◆ **Activity**: Read the records and gather each line that includes "Target".
--
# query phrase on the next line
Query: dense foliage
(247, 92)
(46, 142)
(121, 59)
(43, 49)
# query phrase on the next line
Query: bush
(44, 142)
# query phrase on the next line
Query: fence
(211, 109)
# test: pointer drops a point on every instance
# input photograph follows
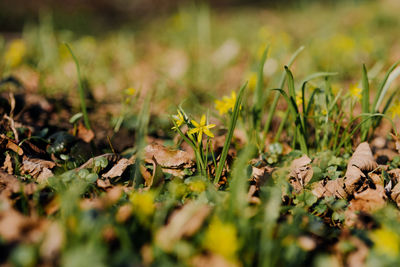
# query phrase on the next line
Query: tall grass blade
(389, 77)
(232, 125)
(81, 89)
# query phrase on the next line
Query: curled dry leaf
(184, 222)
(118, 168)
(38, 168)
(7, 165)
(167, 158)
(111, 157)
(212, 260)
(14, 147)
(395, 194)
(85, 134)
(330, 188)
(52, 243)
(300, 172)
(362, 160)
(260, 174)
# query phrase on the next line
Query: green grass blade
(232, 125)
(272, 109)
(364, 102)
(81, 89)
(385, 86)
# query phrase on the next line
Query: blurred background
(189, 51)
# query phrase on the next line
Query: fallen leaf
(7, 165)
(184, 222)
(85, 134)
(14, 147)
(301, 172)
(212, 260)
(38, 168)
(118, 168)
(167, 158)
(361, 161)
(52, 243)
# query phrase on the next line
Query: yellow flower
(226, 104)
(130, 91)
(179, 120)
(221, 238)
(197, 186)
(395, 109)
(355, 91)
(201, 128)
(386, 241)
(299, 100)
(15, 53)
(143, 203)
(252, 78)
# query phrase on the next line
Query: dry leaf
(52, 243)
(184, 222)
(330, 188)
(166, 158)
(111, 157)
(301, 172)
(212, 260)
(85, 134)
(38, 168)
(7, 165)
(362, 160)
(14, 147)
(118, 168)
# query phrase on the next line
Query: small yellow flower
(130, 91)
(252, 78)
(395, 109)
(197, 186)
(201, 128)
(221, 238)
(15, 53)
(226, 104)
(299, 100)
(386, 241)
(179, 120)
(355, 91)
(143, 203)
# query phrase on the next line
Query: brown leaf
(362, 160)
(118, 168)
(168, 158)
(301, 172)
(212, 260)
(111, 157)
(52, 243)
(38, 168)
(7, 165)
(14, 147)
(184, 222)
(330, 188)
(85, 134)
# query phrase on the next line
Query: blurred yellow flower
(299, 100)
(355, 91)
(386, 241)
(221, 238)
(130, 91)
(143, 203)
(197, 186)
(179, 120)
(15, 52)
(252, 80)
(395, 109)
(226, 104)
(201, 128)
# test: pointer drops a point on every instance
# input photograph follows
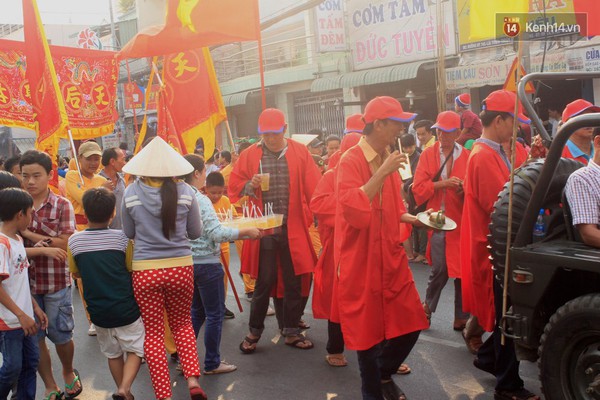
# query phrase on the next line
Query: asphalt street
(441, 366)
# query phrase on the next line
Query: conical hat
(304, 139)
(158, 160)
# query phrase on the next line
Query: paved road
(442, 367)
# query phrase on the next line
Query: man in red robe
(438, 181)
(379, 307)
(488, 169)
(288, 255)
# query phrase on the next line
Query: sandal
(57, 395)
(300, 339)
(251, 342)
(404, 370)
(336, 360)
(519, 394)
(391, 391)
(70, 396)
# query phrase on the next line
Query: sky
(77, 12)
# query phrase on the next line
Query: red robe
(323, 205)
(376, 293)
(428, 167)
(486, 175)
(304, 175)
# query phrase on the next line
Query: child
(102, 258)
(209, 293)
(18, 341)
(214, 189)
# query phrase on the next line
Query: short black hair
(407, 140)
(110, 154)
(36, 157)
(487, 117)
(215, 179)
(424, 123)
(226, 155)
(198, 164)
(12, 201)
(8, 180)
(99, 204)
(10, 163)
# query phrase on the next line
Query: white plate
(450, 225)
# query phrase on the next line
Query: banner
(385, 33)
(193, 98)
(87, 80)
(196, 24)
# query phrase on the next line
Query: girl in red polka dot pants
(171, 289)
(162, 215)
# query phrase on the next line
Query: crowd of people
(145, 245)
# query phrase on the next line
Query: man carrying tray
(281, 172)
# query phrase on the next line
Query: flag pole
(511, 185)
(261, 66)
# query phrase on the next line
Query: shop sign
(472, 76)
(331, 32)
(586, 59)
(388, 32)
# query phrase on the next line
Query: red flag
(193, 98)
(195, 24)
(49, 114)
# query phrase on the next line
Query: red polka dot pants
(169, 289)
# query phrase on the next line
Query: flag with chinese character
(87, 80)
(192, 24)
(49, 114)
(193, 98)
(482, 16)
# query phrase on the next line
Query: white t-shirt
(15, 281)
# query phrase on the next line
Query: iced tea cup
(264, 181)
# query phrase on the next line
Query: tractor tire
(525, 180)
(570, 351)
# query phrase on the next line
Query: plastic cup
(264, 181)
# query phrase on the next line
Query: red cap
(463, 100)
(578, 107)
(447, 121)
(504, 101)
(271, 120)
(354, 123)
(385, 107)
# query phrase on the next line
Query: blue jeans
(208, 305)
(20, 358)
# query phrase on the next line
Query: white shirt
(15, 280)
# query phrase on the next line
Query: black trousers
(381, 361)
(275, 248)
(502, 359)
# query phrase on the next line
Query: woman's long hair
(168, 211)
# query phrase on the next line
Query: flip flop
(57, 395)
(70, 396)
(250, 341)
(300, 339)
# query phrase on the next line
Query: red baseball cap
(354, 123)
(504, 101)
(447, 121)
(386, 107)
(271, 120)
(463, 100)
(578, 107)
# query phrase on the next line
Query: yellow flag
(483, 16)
--
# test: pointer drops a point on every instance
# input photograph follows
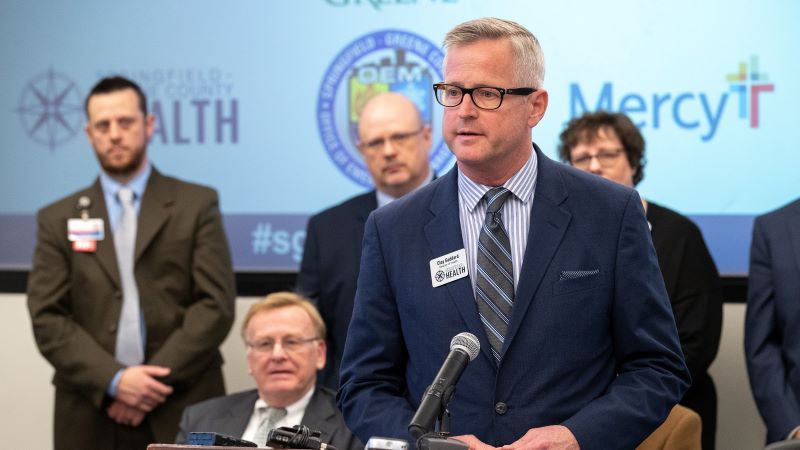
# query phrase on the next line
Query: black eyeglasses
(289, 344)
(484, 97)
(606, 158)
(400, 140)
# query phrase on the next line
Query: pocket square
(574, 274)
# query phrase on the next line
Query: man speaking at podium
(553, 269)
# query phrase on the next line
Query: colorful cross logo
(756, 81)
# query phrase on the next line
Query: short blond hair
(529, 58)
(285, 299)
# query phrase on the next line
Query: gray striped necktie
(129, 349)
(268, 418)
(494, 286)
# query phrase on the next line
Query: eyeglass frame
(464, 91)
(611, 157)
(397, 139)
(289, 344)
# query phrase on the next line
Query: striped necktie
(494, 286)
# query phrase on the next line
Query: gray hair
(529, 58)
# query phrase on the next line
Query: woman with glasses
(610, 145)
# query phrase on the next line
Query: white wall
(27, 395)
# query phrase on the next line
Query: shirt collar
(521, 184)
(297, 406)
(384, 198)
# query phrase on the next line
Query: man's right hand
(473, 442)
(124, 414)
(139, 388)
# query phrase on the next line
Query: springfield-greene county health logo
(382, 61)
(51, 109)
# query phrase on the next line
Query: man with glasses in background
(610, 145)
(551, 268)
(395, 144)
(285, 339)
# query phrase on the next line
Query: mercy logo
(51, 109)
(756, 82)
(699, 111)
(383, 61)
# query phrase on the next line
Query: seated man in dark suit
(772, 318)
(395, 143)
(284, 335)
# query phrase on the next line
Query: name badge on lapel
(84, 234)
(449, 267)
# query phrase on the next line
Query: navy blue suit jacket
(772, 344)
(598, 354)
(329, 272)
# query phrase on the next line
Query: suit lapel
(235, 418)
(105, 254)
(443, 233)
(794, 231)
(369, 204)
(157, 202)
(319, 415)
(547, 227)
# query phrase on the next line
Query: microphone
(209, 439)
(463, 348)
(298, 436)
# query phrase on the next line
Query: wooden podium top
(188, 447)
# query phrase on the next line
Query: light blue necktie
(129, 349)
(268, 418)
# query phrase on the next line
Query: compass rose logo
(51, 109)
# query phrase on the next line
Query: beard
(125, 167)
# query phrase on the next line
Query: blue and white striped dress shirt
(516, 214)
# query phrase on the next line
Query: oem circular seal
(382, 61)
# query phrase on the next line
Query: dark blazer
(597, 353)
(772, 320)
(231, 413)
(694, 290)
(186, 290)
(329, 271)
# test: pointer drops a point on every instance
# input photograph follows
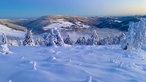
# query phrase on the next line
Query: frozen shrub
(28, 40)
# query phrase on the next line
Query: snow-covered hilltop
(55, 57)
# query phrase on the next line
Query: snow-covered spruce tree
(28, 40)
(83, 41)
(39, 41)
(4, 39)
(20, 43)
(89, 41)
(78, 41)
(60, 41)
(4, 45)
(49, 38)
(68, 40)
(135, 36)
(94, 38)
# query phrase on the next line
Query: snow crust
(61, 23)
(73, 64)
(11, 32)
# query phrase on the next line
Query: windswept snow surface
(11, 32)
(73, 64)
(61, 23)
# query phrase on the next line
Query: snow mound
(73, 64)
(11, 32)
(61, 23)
--
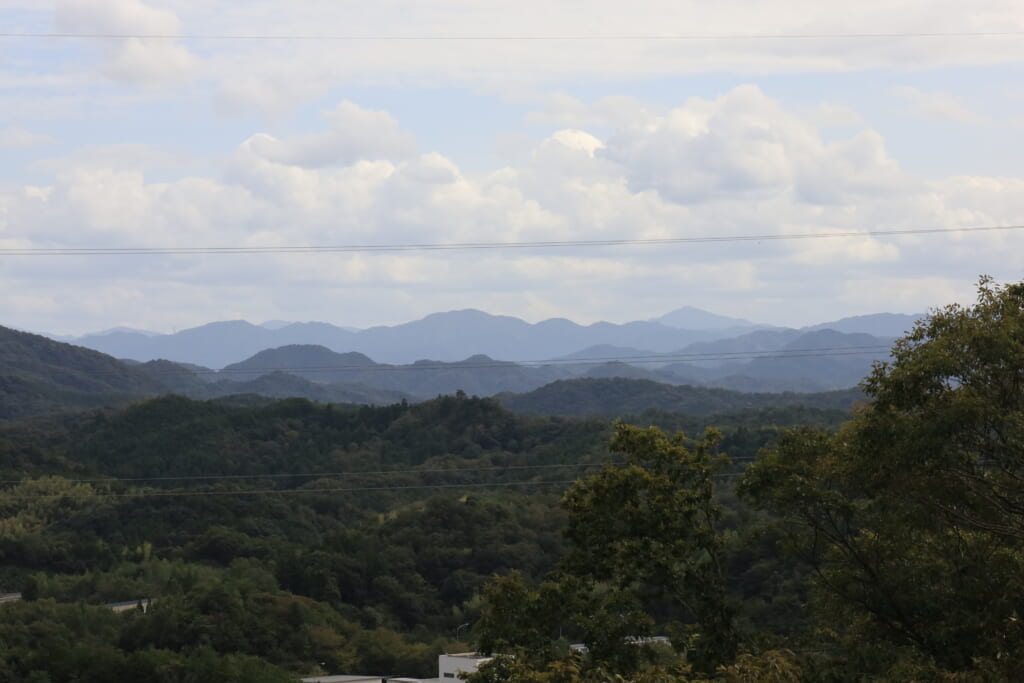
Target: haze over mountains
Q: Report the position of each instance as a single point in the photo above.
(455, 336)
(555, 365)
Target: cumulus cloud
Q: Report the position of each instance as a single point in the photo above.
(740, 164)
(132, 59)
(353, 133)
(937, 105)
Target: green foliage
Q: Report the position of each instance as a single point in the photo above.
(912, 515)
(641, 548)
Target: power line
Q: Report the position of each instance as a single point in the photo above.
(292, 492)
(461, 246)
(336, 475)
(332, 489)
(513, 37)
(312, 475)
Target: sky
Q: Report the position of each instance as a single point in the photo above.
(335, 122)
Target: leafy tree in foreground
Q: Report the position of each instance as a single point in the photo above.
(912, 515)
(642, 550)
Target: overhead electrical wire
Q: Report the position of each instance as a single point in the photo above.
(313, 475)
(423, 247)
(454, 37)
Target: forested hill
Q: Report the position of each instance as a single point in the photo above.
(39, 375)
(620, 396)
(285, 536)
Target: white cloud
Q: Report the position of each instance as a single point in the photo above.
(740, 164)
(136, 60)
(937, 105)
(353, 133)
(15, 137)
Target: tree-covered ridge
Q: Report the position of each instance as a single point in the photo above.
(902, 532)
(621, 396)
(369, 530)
--
◆ **Answer to this task**:
Target: haze over mountains
Target: cumulus cloud
Target: green foliage
Target: power line
Target: sky
Target: leafy tree in foreground
Target: overhead electrical wire
Target: forested hill
Target: white cloud
Target: tree-covered ridge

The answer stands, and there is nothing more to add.